> [PROBLEM STATEMENT]:
Convert the listing below into a two-column CSV with the header "request" and "points" and one row per request. Put each request's text and its answer in a single quoted field, replacing line breaks with spaces.

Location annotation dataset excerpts
=-=-=-=-=

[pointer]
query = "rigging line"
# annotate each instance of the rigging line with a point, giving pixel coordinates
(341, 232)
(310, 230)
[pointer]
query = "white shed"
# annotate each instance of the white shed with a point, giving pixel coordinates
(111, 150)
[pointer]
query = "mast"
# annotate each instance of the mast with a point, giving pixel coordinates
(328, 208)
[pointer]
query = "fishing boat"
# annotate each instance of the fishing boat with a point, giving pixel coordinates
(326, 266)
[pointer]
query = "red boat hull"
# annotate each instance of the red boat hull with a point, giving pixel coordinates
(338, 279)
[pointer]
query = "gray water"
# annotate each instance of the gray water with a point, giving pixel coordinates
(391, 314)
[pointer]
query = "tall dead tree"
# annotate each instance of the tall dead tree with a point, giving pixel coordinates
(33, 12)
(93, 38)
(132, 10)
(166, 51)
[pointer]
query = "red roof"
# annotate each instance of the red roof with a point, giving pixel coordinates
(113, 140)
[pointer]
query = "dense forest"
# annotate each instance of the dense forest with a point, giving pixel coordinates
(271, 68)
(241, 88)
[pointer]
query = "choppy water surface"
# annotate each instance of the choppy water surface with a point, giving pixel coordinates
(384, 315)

=-=-=-=-=

> [IN RESPONSE]:
request,points
"[pointer] query = ""rigging line"" # annotate each instance of the rigging line with a point, giving pixel coordinates","(341, 232) (310, 230)"
"[pointer] query = ""white shed"" # annotate each instance of the white shed with a point, giving pixel coordinates","(111, 150)"
"[pointer] query = ""mast"" # annotate each instance of the mast with a point, giving pixel coordinates","(328, 208)"
"[pointer] query = ""fishing boat"" # annotate each instance of the fishing boat with a point, giving pixel coordinates","(326, 266)"
"[pointer] query = ""red boat hull"" # annotate each instance of the red boat hull with a point, giving pixel coordinates","(338, 279)"
"[pointer] query = ""gray water"" # annotate each instance of the gray water with a point, giving pixel coordinates","(391, 314)"
"[pointer] query = ""tall dead tree"" # annotate each instance of the tall dead tree with a point, giving pixel coordinates","(33, 12) (93, 38) (132, 10) (166, 51)"
"[pointer] query = ""red roof"" # annotate each instance of the red roof with a point, giving pixel coordinates","(113, 140)"
"[pointer] query = ""dense forest"" # annotate each instance of the dense forest with a point, giving pixel coordinates","(271, 68) (241, 88)"
"[pointer] query = ""choppy water surface"" # annotate each instance of the choppy water surface with a point, giving pixel coordinates","(384, 315)"